## Exercise requirements
Below, take the part of the items that opens with the line containing "target: marble countertop" and runs through the end of the items. Lay it out as a Markdown table with columns Row and Item line, one numbered row per line, leaving out blank lines.

(begin)

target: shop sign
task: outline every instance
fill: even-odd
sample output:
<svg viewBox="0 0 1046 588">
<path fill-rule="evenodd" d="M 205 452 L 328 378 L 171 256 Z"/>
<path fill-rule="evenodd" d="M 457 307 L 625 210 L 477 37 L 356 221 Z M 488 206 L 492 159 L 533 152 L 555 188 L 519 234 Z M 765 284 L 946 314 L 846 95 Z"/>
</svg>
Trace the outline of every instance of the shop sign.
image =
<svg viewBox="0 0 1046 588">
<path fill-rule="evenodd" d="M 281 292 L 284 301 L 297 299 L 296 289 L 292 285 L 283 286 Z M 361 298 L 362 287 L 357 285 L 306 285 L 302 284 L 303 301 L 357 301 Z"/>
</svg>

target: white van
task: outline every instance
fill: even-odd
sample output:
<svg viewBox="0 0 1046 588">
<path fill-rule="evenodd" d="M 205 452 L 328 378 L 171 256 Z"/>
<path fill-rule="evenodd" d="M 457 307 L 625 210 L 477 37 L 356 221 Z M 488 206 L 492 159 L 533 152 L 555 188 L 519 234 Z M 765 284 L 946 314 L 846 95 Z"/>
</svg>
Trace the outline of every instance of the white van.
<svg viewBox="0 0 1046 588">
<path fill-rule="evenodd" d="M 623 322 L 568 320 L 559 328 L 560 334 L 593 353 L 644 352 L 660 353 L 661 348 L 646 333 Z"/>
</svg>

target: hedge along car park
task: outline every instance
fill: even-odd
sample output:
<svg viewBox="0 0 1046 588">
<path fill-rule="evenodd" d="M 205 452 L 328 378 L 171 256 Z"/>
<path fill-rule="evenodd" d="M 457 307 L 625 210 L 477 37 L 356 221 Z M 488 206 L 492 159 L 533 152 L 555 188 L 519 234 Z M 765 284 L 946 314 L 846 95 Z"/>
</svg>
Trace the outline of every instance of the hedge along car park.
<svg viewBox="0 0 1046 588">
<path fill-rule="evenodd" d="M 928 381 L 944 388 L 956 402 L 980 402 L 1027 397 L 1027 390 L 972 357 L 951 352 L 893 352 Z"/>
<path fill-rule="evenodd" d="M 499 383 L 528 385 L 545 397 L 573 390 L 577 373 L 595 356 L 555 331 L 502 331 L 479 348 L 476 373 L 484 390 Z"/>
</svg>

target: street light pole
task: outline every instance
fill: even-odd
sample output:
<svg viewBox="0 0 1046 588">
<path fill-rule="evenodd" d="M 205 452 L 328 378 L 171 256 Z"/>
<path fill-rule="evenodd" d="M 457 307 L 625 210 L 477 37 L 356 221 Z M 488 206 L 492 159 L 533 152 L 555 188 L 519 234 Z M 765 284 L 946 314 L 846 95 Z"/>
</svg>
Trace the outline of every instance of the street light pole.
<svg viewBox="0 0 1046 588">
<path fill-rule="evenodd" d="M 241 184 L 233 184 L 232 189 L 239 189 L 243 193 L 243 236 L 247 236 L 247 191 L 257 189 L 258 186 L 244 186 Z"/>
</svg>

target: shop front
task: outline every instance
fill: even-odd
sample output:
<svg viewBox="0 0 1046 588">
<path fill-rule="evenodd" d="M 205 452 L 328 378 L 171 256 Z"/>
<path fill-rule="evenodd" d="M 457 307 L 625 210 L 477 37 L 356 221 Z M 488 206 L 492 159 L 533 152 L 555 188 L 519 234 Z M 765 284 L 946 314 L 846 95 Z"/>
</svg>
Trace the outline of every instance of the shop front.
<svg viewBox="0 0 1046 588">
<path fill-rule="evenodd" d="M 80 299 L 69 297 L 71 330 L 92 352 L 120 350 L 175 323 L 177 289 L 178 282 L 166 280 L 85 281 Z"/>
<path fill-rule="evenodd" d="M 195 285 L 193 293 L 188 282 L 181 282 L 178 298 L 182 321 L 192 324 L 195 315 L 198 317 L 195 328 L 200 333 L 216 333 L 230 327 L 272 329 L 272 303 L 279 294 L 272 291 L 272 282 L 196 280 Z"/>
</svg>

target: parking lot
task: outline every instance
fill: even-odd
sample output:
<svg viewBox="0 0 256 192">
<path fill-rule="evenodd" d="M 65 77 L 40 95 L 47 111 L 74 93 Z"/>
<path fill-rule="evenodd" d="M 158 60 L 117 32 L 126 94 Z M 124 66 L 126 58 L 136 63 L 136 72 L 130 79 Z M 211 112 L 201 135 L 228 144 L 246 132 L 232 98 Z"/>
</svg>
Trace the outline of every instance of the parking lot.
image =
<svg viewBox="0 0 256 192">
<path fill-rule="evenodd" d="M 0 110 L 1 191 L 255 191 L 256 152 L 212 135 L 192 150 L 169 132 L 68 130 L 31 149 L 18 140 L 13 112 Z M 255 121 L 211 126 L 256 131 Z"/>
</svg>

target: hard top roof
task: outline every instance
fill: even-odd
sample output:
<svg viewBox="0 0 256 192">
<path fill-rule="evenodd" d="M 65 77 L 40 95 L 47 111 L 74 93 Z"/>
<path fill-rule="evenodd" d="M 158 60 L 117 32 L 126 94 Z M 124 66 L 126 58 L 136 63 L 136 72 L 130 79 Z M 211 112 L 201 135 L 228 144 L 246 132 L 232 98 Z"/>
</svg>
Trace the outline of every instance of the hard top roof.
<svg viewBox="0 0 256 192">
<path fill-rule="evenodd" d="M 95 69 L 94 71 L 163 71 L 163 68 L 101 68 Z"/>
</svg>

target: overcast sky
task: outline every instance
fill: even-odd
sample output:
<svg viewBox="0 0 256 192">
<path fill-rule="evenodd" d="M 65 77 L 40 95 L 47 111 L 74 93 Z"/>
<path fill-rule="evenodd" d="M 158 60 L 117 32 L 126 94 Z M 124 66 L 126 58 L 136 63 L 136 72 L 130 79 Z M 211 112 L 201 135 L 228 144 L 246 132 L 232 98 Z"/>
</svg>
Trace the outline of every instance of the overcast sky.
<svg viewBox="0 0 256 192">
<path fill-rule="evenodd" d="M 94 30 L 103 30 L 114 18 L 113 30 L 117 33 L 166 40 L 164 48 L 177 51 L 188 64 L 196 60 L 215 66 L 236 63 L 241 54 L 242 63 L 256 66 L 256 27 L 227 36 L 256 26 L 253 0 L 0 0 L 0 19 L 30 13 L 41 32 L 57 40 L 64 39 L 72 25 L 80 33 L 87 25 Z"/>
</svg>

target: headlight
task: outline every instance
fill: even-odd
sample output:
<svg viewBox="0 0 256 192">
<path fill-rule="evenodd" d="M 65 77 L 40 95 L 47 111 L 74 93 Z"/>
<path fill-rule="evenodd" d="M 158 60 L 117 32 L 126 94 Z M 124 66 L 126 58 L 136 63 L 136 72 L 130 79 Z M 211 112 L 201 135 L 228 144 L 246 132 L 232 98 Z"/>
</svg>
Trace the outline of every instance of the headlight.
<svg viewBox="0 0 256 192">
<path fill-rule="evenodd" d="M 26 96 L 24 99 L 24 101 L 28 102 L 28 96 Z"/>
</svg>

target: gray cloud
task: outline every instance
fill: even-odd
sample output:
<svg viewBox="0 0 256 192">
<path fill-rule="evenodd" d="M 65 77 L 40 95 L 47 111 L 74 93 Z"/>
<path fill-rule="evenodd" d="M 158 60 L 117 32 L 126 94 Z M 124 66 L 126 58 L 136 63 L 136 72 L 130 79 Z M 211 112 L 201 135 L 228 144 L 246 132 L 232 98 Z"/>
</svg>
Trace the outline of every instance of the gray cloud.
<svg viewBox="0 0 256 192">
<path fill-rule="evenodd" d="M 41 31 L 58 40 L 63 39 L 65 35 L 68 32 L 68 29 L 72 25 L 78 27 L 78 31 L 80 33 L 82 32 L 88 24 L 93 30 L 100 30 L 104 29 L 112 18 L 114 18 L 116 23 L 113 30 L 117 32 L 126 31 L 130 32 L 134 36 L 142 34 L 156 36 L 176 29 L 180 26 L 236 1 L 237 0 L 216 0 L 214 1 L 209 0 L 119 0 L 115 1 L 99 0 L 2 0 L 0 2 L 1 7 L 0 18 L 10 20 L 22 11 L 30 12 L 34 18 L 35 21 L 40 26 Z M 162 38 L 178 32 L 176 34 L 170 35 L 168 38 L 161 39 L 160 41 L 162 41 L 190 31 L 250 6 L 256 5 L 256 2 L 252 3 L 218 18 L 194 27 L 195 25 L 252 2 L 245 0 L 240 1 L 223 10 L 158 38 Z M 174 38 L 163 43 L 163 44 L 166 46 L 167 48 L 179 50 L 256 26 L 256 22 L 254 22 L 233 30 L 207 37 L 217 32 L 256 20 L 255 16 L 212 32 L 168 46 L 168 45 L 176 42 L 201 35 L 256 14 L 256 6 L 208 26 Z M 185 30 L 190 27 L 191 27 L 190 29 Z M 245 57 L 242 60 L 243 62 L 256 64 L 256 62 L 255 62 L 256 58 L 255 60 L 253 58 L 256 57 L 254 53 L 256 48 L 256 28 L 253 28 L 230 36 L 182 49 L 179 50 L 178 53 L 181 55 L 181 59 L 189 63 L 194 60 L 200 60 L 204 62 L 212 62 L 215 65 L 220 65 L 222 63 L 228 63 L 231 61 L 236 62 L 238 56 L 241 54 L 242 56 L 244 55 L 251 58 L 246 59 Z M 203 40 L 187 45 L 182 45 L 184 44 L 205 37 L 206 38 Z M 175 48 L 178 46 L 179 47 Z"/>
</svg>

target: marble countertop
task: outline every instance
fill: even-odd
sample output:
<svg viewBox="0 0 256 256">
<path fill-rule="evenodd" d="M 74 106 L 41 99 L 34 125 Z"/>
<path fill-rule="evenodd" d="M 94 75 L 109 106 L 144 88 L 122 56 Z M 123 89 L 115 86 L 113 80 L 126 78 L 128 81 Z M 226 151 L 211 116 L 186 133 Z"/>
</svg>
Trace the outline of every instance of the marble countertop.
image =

(end)

## Exercise result
| Row | Item line |
|---|---|
| 1 | target: marble countertop |
| 2 | task: outline every instance |
| 3 | fill: even-odd |
| 4 | sample output: |
| 5 | <svg viewBox="0 0 256 256"> |
| 6 | <path fill-rule="evenodd" d="M 74 106 L 41 99 L 34 125 Z"/> |
| 7 | <path fill-rule="evenodd" d="M 94 75 L 109 106 L 144 88 L 122 56 Z M 123 89 L 115 86 L 113 80 L 126 78 L 128 81 Z M 226 151 L 211 116 L 186 133 Z"/> |
| 8 | </svg> |
| 9 | Trace the outline of every instance of the marble countertop. |
| 10 | image = |